*Source passage*:
==========

Vaginas, uteruses and coat hangers: Abortion advocates use tattoos to protest Roe v. Wade ruling
When Maiah Bennett of Eureka, California, met a female friend recently to lament last month's overturning of Roe v. Wade and discuss how to express their frustrations through art, it wasn't long before they decided it would be through Bennett's tattoo pen.
On Friday, Bohemian Tattoo, the shop where Bennett works in Eureka, held a flash sale featuring 10 images the friends had designed. Among them were variations on a uterus – including a fairy, a sword and multiple butterflies. In all, Bennett and another artist at the shop produced 10 pro-abortion-rights tattoos, with all proceeds – about $1,300 – going to the National Network of Abortion Funds, she said.
As a tattoo artist, Bennett knows the power her designs can have – not only for personal expression but as a means of healing for people overcoming sexual assault or facing depression.
"Tattoos are a way of taking ownership over your own body and making a statement for yourself as well as others," said Bennett, 27. "Our bodily autonomy is being stripped from us."
The U.S. Supreme Court ruling June 24 denying a constitutional right to abortion marked the culmination of a gradual clampdown on abortion access around the country, with 26 states banning or limiting or expected to ban or limit the procedure.
In response, some abortion rights supporters are turning to body art to vent their frustrations, state their positions and ease their grief over the loss of what they say should be a basic right. Meanwhile, artists like Bennett and others among the nation's estimated 31,000 tattoo shops are joining the cause by conducting pro-abortion-rights flash sales – one-day events offering themed designs at reduced rates – with proceeds benefiting abortion rights advocacy organizations.
The designs include a pair of underwear ringed with barbed wire, hearts reading "My Body My Choice" and coat hangers with the words "Never Again."
"It’s just important to feel heard in this time," Bennett said. "I'm hoping this will help people feel some confirmation in themselves.”
Pro-abortion tattoos show 'feminine power'
The designs weren’t the only pro-abortion-rights tattoos Bennett has done. In May, just after the leak of a draft opinion foreshadowing the Supreme Court decision, one of her customers came in and asked to be tattooed with the image of a uterus with a raised middle finger.
“She was very angry at the idea of her bodily autonomy being taken away,” Bennett said.

==========

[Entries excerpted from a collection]

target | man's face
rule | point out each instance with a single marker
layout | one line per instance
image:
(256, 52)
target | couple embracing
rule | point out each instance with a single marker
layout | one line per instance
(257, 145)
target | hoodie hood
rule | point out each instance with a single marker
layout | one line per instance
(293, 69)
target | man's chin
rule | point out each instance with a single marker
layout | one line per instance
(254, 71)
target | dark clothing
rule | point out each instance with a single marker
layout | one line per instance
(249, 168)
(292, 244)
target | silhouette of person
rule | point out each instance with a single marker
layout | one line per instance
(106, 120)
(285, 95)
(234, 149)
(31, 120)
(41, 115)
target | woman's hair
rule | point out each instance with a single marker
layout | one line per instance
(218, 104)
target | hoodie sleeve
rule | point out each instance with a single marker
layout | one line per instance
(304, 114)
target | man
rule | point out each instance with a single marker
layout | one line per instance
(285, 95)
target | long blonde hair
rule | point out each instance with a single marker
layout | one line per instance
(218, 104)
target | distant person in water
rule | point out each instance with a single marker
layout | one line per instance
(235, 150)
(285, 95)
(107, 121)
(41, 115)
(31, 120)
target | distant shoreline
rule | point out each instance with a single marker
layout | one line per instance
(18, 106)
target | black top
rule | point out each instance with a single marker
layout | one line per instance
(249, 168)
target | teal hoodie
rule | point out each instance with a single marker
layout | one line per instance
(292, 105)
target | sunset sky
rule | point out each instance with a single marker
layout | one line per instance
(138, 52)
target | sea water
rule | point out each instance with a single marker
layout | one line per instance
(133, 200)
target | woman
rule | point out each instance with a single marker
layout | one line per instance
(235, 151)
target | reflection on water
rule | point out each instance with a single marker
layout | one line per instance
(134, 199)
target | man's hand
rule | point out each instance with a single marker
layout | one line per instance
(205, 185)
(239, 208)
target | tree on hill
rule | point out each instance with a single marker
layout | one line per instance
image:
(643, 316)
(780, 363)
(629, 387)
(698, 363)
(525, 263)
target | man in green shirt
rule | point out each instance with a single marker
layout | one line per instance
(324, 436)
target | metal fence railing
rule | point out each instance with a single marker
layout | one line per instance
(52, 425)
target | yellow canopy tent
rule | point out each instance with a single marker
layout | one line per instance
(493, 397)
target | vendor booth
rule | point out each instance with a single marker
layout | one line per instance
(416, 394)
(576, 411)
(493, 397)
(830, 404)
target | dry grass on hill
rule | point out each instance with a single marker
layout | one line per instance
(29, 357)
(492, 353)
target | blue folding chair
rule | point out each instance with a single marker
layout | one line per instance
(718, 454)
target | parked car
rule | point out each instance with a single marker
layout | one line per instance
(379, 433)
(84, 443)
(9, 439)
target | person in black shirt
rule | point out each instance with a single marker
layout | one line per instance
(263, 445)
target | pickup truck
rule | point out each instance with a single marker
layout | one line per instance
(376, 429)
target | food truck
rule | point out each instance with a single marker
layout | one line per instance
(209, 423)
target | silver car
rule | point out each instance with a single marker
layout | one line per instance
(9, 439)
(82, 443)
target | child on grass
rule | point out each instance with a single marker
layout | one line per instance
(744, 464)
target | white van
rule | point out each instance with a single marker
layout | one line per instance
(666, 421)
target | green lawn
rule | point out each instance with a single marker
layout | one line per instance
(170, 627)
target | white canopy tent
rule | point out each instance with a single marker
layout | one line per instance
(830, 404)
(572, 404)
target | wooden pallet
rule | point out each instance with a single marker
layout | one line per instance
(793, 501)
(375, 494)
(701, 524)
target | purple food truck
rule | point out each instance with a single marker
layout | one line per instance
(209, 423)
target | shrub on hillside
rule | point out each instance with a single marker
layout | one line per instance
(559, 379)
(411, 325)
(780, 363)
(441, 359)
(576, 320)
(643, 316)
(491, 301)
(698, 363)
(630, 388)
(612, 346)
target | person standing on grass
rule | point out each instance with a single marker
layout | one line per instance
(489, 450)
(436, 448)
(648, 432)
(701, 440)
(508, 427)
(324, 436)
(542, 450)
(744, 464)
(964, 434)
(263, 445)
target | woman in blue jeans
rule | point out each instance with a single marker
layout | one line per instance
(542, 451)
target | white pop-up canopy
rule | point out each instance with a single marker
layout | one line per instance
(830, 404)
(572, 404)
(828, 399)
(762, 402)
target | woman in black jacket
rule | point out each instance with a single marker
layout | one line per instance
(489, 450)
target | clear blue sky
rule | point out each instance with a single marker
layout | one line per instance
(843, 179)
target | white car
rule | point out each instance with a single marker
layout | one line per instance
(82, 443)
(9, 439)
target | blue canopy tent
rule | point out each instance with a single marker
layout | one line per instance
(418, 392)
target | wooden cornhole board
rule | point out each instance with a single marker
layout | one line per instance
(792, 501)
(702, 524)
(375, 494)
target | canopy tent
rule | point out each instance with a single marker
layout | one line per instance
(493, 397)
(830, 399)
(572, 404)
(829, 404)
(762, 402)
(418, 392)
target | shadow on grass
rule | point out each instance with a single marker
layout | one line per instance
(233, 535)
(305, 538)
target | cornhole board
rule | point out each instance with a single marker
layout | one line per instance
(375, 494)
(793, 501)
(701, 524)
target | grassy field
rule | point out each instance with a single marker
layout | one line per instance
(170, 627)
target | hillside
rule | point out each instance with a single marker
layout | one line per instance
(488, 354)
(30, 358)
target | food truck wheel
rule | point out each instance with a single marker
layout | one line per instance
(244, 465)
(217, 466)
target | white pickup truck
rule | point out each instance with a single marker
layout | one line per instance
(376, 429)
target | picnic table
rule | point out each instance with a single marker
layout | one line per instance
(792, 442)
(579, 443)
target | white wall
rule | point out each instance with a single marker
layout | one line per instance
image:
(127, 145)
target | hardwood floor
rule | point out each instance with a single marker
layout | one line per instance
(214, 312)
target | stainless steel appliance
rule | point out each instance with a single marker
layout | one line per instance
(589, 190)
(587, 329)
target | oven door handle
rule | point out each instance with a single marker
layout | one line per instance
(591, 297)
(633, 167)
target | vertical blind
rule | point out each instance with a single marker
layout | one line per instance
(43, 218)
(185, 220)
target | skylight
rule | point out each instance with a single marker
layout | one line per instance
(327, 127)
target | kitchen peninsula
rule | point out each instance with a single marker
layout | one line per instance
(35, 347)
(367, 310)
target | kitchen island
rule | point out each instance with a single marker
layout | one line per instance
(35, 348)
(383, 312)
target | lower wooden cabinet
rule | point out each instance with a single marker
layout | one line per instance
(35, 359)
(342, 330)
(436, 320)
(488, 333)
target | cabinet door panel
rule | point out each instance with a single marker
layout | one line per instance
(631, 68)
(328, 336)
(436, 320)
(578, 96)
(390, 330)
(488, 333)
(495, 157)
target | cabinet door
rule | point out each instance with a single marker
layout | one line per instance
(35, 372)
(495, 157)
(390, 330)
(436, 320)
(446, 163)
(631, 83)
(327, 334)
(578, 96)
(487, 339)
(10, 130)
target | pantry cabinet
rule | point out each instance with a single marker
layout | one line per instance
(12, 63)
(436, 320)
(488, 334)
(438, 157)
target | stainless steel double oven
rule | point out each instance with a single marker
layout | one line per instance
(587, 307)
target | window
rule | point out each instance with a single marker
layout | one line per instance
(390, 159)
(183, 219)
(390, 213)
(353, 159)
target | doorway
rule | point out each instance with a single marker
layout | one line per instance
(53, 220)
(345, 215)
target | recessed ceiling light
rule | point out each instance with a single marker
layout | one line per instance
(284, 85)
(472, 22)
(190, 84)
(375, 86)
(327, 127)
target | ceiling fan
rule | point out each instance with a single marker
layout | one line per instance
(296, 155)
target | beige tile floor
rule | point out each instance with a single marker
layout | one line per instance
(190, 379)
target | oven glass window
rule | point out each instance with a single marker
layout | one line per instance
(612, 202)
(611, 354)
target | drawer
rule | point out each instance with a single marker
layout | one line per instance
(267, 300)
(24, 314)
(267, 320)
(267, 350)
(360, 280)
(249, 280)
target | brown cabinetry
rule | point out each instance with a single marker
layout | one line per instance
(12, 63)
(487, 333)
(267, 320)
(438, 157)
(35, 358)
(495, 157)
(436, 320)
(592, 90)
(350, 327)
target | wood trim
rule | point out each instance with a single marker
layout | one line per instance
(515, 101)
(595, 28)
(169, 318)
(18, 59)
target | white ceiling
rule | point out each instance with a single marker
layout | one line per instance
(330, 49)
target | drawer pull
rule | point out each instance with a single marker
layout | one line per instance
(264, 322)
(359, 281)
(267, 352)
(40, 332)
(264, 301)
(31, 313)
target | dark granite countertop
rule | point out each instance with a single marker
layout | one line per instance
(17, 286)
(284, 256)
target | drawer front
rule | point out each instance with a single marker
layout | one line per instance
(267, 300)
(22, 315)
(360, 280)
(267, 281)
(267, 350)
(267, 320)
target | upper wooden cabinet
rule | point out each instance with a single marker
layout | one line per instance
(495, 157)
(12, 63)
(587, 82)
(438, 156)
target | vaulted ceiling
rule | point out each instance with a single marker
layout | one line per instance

==========

*Questions*:
A) Copy out the article on abortion-rights tattoos word for word. Begin at the words "On Friday, Bohemian" and stop after "or facing depression.".
B) Answer these questions using the article on abortion-rights tattoos:
(i) About how much did the Bohemian Tattoo flash sale raise, and which organization received it?
(ii) How many tattoo shops are estimated to exist in the nation?
(iii) What image did Bennett's customer ask for in May?
C) Continue the article on abortion-rights tattoos from its last sentence.

*Responses by item number*:
A)
On Friday, Bohemian Tattoo, the shop where Bennett works in Eureka, held a flash sale featuring 10 images the friends had designed. Among them were variations on a uterus – including a fairy, a sword and multiple butterflies. In all, Bennett and another artist at the shop produced 10 pro-abortion-rights tattoos, with all proceeds – about $1,300 – going to the National Network of Abortion Funds, she said.
As a tattoo artist, Bennett knows the power her designs can have – not only for personal expression but as a means of healing for people overcoming sexual assault or facing depression.

B)
(i) About $1,300, which went to the National Network of Abortion Funds.
(ii) An estimated 31,000.
(iii) A uterus with a raised middle finger.

C)
Kelly Nestman was also angry. Nestman, who owns a consulting company focused on reproductive health in Pittsburgh, said she has seen four or five local tattoo shops holding abortion access flash sales since last month's ruling.
Last week, she sought out local artist Ashley Karpa-Strang for the design she had in mind – a lush, 5-inch-long image of a vagina. The imagery is important to Nestman not only because of her career in reproductive health justice but also because, as someone with endometriosis, a disease in which tissue similar to the lining of the uterus grows outside the uterus, she has experienced her own related struggles.
“I have a lot of vaginal imagery in my house,” said Nestman, 27. “I see it as this beautiful thing, not something for folks to use as an insult. It represents feminine power in a way that is thousands of years old. There’s no way you can adequately do anything in abortion care without acknowledging a vagina.”
The image isn't Nestman's first abortion-rights-related tattoo: Six years ago, as an intern for Planned Parenthood, she had an image of a coat hanger tattooed on her wrist.
“When I shake people’s hands, I want them to know where I stand,” she said.
While some in the reproductive health care field are pushing to deemphasize coat hanger imagery, Nestman said, she sees the image as an homage to the many activists and researchers who paved the way toward abortion access and contraception.
With last month's ruling, she said, that fight continues, which is what spurred her to get her latest pro-abortion-rights tattoo. She plans to get another this summer.
"It's another pivotal moment in this fight, knowing I need to do something to keep me going," Nestman said. "It's to remind me that this is a long game and that I can only control what I can control, doing what I can in Pennsylvania."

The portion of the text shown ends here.